Bounding-box entries:
* * * *

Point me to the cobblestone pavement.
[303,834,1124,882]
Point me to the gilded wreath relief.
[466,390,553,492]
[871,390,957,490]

* * * *

Exercise directions: Render the entries above as a two-column CSV with the header row "request,boxes", writing one row per request. Put the request text and its answer each in a single quoted field, converting line breaks to spaces.

Expected answer:
request,boxes
"Point me to the cobblestone pavement.","[303,834,1124,882]"
"Point me to the gilded wreath relief.","[466,390,553,492] [871,390,957,490]"